Task instructions >>
1. Please transcribe a passage from the James excerpt word for word. Begin at the words that have "James’s reinstatement of" and stop after "close consideration here.".
2. Name every person the James excerpt mentions.

Source excerpt >>
According to Hilary Putnam, “attention to James’s ethical intentions is essential to an understanding of him . . . [and] understanding both his pragmatism and his radical empiricism.”1 This essay develops Putnam’s insight concerning James’s work through an introduction to the ways in which James’s ethical intentions are essential to his radical empiricism as well as his understanding of how inquiry works. I show that James actually fits within the tradition of virtue theory, asserting that one’s character and disposition make a real difference for inquiry. For example, James suggests that both “patience” and “submission” are necessary “virtues” for “the experimental method” to work (I use the word “humility” instead of “submission”): we need to display humility concerning how much we determine the world, and we need to practice patience regarding what we can know about the world. In short: I argue that James remains a humanist in the sense that the human knower contributes to the knowledge of the world, but his humanism is predicated upon our relationship with the world being a virtuous one.

For the purposes of this essay, I limit myself solely to an investigation of James’s The Principles of Psychology—with some reference, for the sake of clarification and development, to his Psychology: A Briefer Course. The Principles of Psychology was a monumental achievement for psychology as a discipline in the American academy.2 It is now published as two volumes, totaling 1,377 pages. The specific aspect of James’s Principles that deserves our attention here is his argument concerning the reinstatement of the vague.3 According [End Page 243] to James, both philosophy and psychology need to appeal to the category of vagueness for fruitful next steps within their respective disciplines.4

James’s reinstatement of the vague is couched within his long debates with both empiricism and rationalism, though the empiricisms of Hume and Locke receive the most attention from James—and, therefore, merit our close consideration here.

Entries supplied >>
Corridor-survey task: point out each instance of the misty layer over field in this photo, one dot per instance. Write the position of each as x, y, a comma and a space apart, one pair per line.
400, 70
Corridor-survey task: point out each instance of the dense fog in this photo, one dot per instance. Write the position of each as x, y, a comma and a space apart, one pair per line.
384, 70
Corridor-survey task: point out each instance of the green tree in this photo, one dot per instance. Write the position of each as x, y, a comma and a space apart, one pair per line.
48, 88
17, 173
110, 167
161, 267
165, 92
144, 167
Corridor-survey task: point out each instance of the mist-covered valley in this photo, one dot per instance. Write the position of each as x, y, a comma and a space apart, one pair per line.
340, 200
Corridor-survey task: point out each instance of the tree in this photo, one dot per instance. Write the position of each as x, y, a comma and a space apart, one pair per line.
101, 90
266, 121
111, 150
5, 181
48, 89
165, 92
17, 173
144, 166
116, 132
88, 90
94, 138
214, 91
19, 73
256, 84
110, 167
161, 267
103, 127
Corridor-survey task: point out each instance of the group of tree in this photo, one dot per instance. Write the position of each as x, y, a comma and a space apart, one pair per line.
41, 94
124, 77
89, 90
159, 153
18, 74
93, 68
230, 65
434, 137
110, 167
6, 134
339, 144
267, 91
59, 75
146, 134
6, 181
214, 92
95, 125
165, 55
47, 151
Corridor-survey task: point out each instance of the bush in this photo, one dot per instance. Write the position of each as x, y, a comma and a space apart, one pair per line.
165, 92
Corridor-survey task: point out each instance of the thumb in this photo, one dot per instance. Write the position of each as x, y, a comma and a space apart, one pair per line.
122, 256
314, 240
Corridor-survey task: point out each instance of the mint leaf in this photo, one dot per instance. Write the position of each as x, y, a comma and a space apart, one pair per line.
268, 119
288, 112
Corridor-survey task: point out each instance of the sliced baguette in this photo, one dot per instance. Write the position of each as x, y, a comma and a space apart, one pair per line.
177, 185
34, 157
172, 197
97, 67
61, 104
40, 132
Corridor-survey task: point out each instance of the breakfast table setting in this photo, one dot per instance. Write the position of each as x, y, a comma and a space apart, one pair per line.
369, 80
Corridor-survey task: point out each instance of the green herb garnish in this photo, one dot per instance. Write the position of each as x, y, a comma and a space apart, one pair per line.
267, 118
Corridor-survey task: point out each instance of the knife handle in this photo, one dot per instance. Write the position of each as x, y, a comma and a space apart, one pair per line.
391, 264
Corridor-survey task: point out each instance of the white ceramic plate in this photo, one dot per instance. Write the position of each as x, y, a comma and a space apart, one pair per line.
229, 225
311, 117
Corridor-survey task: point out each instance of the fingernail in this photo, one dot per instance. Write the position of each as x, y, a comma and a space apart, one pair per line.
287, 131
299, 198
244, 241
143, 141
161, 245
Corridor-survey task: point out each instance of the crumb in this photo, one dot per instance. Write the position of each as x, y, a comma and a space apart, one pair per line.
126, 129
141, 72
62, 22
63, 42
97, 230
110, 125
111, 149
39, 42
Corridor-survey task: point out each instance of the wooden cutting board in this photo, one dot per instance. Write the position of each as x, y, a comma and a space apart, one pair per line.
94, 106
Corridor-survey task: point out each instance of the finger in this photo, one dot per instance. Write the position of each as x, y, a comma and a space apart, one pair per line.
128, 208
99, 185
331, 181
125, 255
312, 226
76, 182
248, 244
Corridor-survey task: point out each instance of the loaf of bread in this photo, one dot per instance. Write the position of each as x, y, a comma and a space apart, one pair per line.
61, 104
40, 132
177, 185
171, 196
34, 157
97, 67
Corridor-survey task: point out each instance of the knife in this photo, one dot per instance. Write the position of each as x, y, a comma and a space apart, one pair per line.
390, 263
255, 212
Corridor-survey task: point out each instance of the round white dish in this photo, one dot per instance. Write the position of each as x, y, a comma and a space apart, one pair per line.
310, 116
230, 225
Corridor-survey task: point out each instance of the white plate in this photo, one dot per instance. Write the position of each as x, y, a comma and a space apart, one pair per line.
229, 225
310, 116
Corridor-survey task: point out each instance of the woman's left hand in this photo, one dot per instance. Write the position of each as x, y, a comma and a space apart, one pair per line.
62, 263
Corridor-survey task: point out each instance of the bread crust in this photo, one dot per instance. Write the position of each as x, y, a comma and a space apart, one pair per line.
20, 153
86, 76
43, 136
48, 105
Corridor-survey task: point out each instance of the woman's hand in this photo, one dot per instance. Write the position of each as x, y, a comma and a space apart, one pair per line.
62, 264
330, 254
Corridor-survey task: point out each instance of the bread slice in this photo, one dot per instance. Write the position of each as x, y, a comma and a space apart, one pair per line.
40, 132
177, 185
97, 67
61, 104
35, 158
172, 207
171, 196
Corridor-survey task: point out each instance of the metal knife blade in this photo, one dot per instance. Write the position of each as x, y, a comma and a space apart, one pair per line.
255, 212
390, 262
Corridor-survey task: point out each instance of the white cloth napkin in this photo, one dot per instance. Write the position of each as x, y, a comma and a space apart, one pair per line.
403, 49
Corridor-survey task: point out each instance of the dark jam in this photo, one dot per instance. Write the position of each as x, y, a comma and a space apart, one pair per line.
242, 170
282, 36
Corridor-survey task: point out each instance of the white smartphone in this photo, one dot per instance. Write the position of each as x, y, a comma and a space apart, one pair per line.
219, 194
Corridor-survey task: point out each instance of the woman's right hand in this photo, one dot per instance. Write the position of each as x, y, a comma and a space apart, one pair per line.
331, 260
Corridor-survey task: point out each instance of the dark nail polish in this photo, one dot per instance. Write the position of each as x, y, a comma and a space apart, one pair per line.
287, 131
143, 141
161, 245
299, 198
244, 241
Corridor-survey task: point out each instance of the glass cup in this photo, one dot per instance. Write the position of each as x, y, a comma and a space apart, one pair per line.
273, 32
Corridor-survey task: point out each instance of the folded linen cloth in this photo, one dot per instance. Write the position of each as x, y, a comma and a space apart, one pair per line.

Solutions by task >>
1.
James’s reinstatement of the vague is couched within his long debates with both empiricism and rationalism, though the empiricisms of Hume and Locke receive the most attention from James—and, therefore, merit our close consideration here.

2. Hilary Putnam, James, Hume, Locke